[SOURCE PASSAGE Boundary: Start]

COVID cases drop a bit in US as country torn over vaccines, masks

COVID vaccine and mask protest
COVID vaccine and mask protest

GoToRon / Flickr cc

The summer surge of COVID-19 cases, which began shortly after the Fourth of July and was instigated by the highly transmissible Delta (B1617.2) variant, is showing signs of waning.

Yesterday, the nation reported 33,807 new COVID-19 cases yesterday and 279 deaths, according to the Johns Hopkins COVID-19 tracker.

The 7-day average of new daily cases is 147,356, according to the Washington Post tracker. In the past week, new daily cases fell 8.5%, hospitalizations fell 4.2%, and deaths rose 5.5%.

But despite the sense of a tide turning, the country remains deeply divided when it comes to vaccine mandates and masking in schools, and health officials and government regulators are at odds on how and if to offer booster doses to already vaccinated Americans.

Country split on proof of vaccination

A new CNN poll shows Americans are split on requiring proof of vaccination for everyday activities, with 51% in support and 49% opposed. But the poll shows more support for requiring vaccination for office workers (54%), students (55%), and patrons attending sporting events or concerts (55%).

The idea of proof of vaccination, or vaccine passports, has gained more traction in the days following President Joe Biden's announcement that two-thirds of the American workforce will be required to be vaccinated in the coming weeks.

In the CNN poll, 63% of respondents said all children attending school in-person should be required to wear face masks in the classrooms, with just 37% opposed.

In Texas, home of one of the biggest summer outbreaks and one of the many red states that have prohibited mask mandates in schools, Texas Attorney General Ken Paxton announced Friday that he's suing six school districts that have defied Gov. Greg Abbott's statewide ban on mask mandates, Axios reports.

And in New York City, the first hot spot in the American pandemic, almost 1 million children returned to classrooms today, many for the first time since March 2020, the New York Times reports. 

"Over a year ago, the city that we knew shut down," Mayor Bill de Blasio tweeted today. "Today, we begin a brand new chapter. Schools are OPEN, our workforce has RETURNED to the office, 11 million #COVID19 vaccine doses have been administered, and we’re BACK full force this fall! Never bet against New York City."

[SOURCE PASSAGE Boundary: End]
[PROVIDED INFORMATION Boundary: Start]

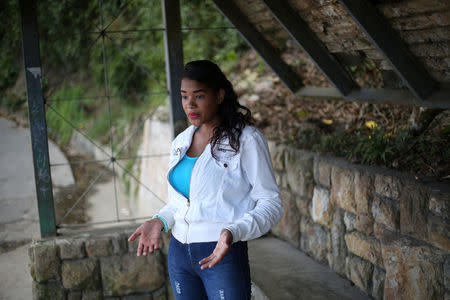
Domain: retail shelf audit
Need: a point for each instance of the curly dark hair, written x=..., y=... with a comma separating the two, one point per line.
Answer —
x=234, y=116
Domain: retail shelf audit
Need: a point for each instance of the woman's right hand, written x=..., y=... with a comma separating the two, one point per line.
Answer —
x=148, y=234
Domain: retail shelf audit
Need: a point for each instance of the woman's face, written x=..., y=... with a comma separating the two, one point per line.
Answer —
x=200, y=103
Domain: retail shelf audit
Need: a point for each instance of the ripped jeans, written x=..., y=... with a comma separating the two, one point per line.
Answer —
x=229, y=279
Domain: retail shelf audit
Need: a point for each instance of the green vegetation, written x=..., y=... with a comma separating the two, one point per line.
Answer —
x=404, y=149
x=72, y=54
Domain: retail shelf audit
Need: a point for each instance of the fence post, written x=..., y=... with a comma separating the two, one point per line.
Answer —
x=36, y=115
x=173, y=49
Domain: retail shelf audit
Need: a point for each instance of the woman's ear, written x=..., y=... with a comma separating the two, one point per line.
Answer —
x=221, y=95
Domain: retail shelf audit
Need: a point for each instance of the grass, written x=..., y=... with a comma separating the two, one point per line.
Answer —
x=401, y=149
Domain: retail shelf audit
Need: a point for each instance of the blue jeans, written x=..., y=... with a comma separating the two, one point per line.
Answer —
x=229, y=279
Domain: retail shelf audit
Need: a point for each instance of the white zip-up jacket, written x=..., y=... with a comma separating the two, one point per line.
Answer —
x=237, y=192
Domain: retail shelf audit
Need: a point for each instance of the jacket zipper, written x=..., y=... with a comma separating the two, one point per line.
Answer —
x=189, y=201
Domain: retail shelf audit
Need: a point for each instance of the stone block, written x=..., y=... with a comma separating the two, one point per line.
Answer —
x=277, y=153
x=338, y=251
x=299, y=172
x=304, y=205
x=364, y=223
x=361, y=272
x=288, y=226
x=92, y=295
x=387, y=186
x=119, y=242
x=343, y=189
x=280, y=178
x=99, y=246
x=379, y=275
x=132, y=246
x=439, y=232
x=46, y=261
x=365, y=247
x=322, y=172
x=50, y=290
x=82, y=274
x=71, y=248
x=414, y=209
x=447, y=272
x=414, y=270
x=364, y=191
x=439, y=203
x=74, y=295
x=321, y=210
x=319, y=243
x=349, y=221
x=386, y=211
x=305, y=228
x=126, y=274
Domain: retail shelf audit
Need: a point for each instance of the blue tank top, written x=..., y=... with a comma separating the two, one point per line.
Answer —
x=180, y=176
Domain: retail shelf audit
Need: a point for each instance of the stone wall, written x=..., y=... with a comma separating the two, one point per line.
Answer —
x=386, y=231
x=95, y=265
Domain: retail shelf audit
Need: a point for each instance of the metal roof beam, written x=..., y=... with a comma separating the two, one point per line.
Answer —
x=386, y=40
x=317, y=51
x=257, y=41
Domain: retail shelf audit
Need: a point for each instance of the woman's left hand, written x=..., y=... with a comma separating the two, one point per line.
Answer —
x=222, y=248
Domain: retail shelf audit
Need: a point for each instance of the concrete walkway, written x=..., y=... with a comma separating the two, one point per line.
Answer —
x=284, y=273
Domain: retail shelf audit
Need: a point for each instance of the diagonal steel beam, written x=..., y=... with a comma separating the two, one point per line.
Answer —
x=387, y=41
x=317, y=51
x=257, y=41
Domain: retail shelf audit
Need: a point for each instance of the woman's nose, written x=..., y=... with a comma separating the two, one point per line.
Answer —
x=191, y=101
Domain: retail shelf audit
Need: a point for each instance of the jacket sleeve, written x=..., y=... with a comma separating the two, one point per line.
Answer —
x=268, y=210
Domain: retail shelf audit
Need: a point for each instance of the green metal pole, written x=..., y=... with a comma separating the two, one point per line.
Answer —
x=36, y=114
x=173, y=49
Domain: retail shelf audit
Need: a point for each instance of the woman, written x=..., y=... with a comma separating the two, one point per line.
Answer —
x=222, y=192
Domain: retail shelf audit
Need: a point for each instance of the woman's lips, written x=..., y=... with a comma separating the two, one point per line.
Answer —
x=193, y=116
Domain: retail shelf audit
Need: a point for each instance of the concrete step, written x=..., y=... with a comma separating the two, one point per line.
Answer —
x=283, y=272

[PROVIDED INFORMATION Boundary: End]

= PROMPT =
Reproduce everything in the COVID article from "The 7-day average" down to "or concerts (55%).". The listing has no connection to the COVID article.

= WRITTEN SOLUTION =
The 7-day average of new daily cases is 147,356, according to the Washington Post tracker. In the past week, new daily cases fell 8.5%, hospitalizations fell 4.2%, and deaths rose 5.5%.

But despite the sense of a tide turning, the country remains deeply divided when it comes to vaccine mandates and masking in schools, and health officials and government regulators are at odds on how and if to offer booster doses to already vaccinated Americans.

Country split on proof of vaccination

A new CNN poll shows Americans are split on requiring proof of vaccination for everyday activities, with 51% in support and 49% opposed. But the poll shows more support for requiring vaccination for office workers (54%), students (55%), and patrons attending sporting events or concerts (55%).